▸ **What you should do**:
Revise the lines from the one containing "Where can the reflection" through the last line, inclusive, replacing "water droplet" with "dew drop" and leaving everything else as it is. Return only those lines.

Object position labeling lines:

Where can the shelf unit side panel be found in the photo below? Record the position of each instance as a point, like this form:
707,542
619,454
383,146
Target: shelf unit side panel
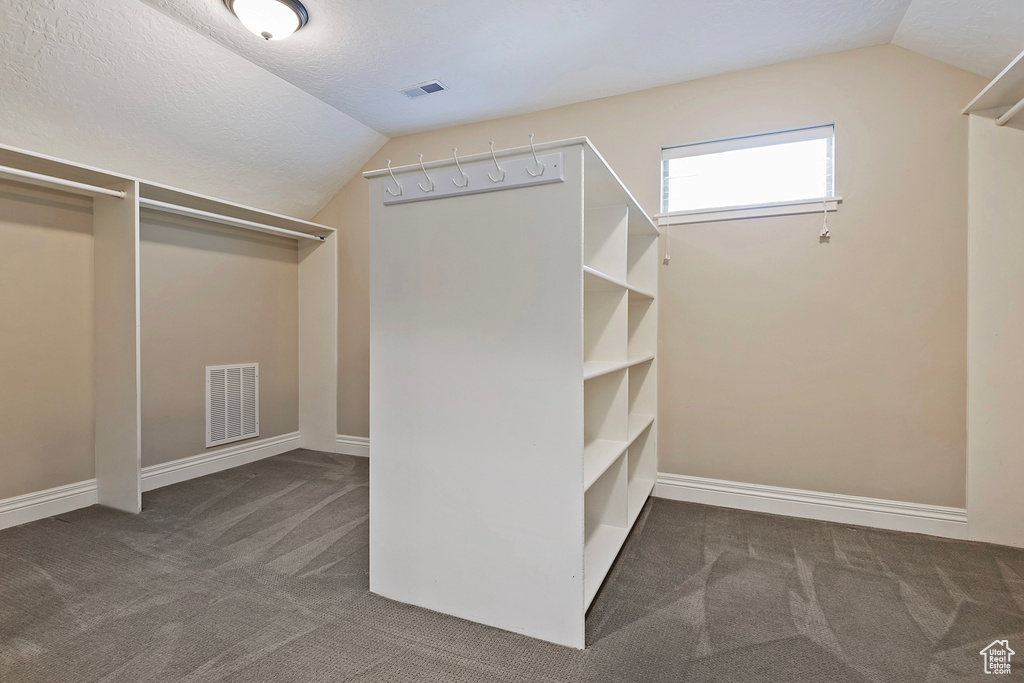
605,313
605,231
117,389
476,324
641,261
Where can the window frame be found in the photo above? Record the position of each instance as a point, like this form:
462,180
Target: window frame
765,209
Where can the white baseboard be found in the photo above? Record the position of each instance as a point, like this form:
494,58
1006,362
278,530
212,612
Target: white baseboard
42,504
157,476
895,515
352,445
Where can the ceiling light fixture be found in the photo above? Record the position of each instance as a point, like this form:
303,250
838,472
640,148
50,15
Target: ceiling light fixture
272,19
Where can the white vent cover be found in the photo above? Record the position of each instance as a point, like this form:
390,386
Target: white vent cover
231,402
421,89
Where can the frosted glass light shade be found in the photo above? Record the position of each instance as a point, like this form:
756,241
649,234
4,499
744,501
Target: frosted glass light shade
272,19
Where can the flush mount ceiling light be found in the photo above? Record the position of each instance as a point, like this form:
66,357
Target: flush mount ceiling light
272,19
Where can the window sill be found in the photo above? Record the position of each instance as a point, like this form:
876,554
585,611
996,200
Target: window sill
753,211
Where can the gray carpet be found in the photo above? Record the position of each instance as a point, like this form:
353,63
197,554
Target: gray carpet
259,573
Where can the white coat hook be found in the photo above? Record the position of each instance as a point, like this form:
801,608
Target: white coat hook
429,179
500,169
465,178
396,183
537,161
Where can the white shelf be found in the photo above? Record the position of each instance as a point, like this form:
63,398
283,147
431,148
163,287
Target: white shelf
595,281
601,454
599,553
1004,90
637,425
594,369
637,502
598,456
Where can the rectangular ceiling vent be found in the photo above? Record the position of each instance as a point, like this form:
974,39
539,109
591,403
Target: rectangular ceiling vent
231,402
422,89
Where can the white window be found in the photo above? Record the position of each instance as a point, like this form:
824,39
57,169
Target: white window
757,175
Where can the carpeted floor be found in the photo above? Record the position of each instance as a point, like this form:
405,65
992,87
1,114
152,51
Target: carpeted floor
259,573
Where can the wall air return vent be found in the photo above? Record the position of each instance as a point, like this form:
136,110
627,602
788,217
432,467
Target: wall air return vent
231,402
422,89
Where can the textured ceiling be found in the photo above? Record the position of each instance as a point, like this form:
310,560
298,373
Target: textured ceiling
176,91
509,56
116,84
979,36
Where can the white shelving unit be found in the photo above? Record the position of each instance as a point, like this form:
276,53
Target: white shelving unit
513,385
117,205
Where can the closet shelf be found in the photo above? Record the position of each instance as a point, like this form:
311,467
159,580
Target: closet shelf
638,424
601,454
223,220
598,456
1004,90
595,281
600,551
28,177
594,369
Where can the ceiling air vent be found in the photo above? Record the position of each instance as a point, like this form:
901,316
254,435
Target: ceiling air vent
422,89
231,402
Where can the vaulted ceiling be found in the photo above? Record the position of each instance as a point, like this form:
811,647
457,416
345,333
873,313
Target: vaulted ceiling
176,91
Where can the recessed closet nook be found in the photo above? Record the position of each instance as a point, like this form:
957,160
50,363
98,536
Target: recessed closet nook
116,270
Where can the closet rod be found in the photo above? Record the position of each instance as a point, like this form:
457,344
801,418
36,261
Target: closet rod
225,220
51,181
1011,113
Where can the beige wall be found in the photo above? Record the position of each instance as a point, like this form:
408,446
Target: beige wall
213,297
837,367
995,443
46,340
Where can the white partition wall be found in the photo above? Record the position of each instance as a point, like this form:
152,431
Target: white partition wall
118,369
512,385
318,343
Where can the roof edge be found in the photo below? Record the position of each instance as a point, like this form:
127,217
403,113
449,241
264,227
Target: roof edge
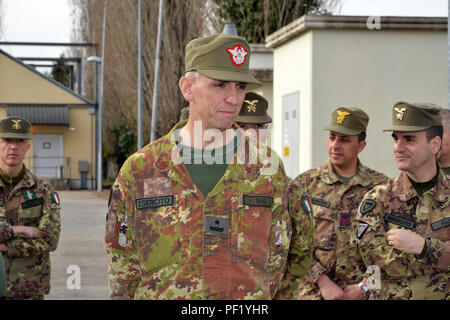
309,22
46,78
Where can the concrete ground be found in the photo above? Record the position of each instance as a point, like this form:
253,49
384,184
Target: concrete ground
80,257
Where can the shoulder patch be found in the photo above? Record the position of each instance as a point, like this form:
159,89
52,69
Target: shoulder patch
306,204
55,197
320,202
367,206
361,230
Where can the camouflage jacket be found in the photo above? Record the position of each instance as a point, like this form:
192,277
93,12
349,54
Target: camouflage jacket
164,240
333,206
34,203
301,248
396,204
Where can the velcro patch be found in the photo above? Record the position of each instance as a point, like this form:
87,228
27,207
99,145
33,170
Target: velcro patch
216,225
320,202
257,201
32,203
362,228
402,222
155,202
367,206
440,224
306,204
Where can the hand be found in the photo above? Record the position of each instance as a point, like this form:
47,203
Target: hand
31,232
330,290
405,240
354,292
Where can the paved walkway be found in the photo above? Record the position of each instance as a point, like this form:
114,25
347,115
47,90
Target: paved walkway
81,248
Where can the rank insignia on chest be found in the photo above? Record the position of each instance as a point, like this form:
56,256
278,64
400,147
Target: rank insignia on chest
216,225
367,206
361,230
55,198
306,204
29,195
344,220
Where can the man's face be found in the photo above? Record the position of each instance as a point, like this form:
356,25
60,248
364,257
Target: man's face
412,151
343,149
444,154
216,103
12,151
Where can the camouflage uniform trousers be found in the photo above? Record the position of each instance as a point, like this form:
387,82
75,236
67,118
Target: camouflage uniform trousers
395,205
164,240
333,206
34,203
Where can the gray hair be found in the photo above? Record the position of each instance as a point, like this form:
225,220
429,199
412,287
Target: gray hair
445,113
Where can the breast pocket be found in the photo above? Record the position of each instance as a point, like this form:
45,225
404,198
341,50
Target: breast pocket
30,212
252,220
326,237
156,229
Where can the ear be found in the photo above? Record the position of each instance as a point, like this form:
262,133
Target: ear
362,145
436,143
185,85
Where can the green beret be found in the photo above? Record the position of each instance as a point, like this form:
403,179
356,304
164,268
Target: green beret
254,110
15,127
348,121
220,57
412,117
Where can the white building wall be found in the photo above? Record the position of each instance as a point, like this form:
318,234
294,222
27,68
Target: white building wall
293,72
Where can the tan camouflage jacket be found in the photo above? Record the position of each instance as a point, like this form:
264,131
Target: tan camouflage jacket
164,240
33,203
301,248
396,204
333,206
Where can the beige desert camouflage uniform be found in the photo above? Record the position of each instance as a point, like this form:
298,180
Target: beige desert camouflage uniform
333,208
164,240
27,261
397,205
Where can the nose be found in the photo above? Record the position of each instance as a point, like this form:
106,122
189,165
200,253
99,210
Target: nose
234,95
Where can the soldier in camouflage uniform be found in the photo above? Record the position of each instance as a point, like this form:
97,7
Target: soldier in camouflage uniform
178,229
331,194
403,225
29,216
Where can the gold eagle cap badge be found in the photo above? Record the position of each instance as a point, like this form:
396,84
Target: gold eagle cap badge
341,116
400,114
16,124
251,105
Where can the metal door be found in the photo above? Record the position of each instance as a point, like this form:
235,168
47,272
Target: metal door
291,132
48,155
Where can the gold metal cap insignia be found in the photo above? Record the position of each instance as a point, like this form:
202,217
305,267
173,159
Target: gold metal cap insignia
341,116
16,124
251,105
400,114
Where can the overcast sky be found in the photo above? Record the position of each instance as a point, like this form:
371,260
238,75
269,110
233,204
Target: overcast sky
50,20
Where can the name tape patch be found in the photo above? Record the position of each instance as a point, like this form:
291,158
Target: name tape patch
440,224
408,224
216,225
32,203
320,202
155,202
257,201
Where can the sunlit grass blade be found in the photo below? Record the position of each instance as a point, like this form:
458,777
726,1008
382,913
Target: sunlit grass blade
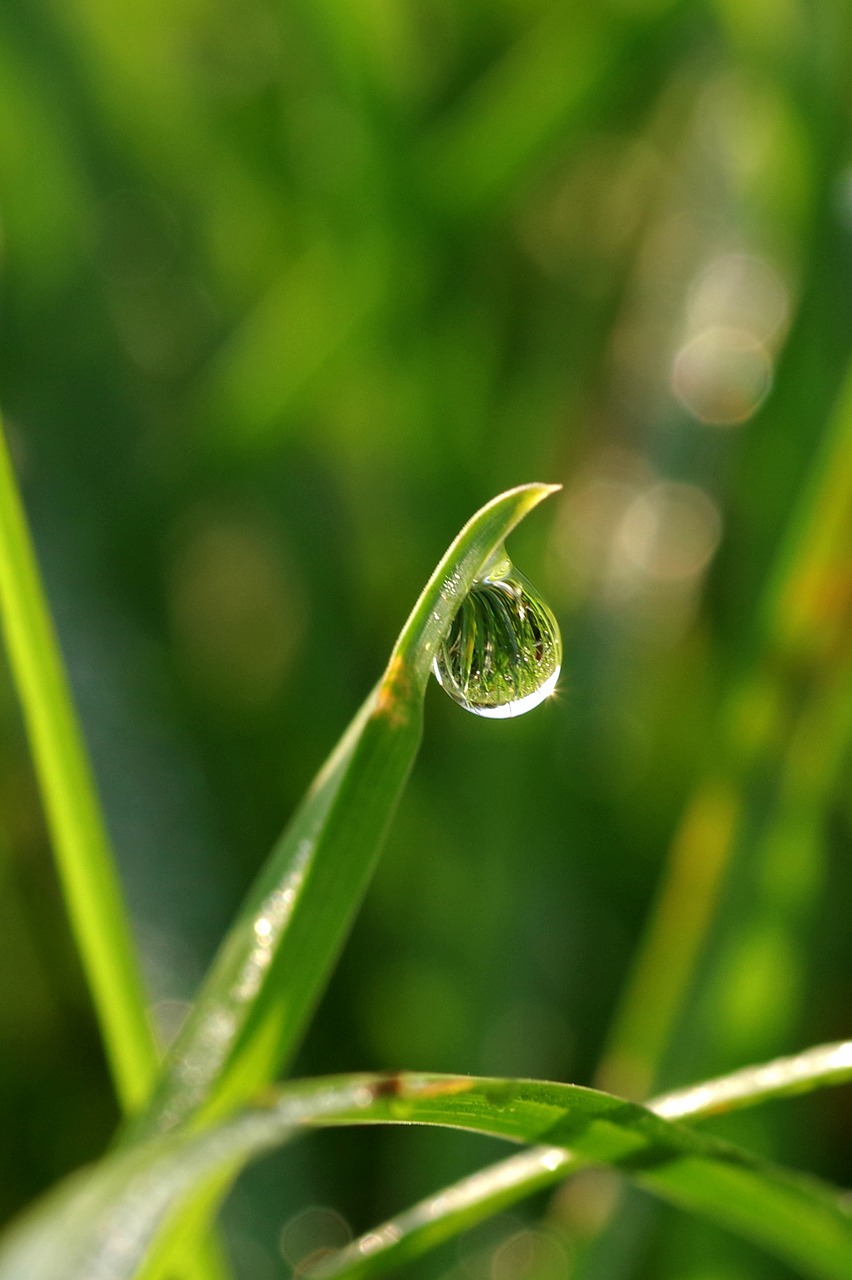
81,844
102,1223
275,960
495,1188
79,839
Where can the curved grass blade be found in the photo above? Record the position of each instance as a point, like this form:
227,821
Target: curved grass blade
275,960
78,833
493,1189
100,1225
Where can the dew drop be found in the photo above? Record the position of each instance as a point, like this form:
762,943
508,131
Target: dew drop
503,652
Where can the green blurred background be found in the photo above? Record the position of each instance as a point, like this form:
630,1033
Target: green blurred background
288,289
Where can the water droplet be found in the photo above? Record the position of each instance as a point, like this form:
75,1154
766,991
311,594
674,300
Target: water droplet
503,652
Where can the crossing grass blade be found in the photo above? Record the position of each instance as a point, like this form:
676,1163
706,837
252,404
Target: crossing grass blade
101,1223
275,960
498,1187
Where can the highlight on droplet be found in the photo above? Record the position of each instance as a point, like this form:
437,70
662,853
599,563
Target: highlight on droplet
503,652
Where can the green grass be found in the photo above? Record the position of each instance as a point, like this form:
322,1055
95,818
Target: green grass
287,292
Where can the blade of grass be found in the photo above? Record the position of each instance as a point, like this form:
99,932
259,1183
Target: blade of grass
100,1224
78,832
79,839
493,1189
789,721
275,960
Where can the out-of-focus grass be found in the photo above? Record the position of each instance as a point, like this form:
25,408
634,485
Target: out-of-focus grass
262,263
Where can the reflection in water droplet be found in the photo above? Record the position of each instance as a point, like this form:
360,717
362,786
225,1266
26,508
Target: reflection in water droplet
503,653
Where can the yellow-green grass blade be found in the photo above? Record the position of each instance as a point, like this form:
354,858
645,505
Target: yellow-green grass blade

▸ **Written response**:
Where can the reflection in dew drop be found in the photo above? Record the position of each instance as a point, like this form:
360,717
362,786
225,1266
26,508
Target: reflection in dew drop
503,653
Where can the yellow-green grass blade be found in the photo above? Record the position of each instance as a point, like this form:
354,858
645,505
Target: yellow-green grass blade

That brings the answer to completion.